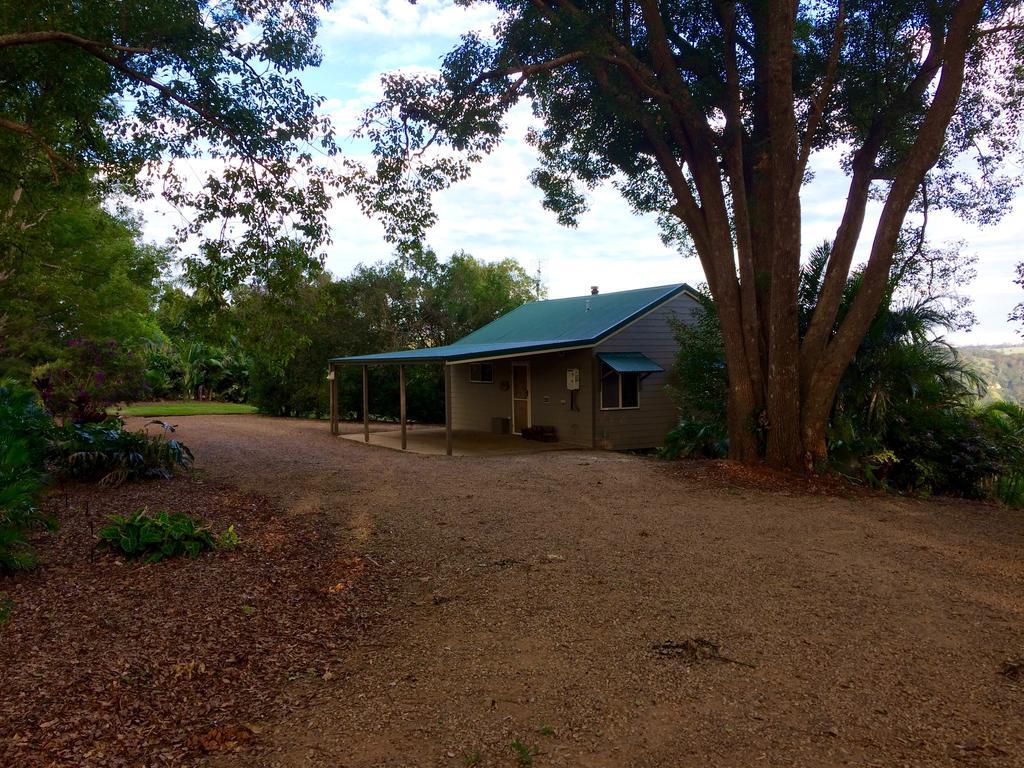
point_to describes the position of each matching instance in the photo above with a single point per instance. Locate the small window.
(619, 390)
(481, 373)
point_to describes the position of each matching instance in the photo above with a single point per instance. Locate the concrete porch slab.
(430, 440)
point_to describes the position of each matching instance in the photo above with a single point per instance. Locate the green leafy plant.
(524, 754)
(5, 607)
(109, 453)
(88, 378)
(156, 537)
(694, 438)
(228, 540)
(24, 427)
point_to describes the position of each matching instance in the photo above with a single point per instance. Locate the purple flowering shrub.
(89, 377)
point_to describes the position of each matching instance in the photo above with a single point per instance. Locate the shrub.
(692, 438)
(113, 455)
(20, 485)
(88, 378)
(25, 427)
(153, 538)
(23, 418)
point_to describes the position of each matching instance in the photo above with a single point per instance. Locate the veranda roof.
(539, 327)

---

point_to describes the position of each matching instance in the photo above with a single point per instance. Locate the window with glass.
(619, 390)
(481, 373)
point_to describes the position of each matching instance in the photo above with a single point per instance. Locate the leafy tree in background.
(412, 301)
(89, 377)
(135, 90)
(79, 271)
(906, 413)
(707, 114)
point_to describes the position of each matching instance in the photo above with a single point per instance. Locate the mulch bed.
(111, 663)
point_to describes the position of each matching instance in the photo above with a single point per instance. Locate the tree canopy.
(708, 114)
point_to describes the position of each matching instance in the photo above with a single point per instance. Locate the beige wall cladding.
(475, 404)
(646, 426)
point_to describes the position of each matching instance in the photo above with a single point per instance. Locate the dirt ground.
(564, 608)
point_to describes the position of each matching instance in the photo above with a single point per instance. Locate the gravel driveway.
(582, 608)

...

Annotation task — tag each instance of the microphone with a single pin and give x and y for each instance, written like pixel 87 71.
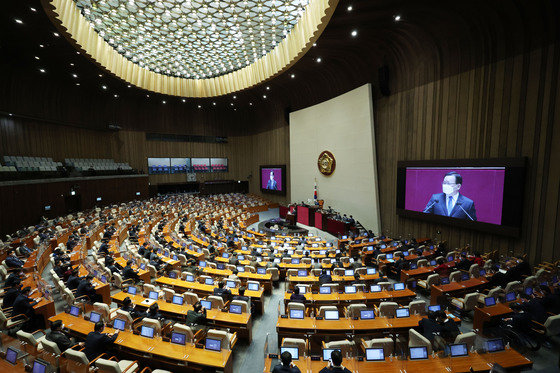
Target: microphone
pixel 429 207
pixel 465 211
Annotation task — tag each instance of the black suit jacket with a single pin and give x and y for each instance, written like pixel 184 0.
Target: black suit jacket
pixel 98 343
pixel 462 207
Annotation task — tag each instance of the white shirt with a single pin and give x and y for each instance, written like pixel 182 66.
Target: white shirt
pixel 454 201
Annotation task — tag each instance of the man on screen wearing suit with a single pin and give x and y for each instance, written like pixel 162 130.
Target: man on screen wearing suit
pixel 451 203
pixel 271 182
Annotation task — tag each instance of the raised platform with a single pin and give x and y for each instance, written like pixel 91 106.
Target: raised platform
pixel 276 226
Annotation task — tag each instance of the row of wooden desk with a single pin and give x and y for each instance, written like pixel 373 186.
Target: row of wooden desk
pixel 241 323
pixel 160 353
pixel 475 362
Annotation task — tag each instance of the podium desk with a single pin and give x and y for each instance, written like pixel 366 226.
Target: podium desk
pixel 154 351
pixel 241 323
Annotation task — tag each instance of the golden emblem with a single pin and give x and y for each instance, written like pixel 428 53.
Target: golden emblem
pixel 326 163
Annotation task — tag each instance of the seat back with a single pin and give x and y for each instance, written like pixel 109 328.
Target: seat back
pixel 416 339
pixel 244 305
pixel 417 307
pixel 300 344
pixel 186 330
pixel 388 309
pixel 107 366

Problem description:
If a line in the records has the word "written", copy that line.

Exercise response:
Annotation task — tag each instance of the microphone with a single pin and give x and y for each instance, written like pixel 87 71.
Annotation task — tag each instance of the black suit jacket with a single pin and give x and y for each instance, written like pixel 184 0.
Annotation task — tag each instance of the white shirt with a single pin and give x and y for each instance, written like pixel 182 66.
Annotation task — tag each instance of the man on screen wearing suit with a single pin and give x and y for each instance, written like pixel 162 130.
Annotation task — tag each instance of the raised platform with a single pin and give x and y for each instance, written like pixel 91 106.
Annotation task — tag each instance of the row of wooden desk with a single pin and give x and y for each instance, written like pixel 373 186.
Annotation task — tag each instance of the podium desk with a single pin and give x and y for each instance, written like pixel 366 226.
Annotation task — tag each instance of the golden emblem with a single pin and give x and y for each instance, written like pixel 428 53.
Annotation task — tag each instance of the seat back with a single pin and give x and y for each instance, written like pixel 109 328.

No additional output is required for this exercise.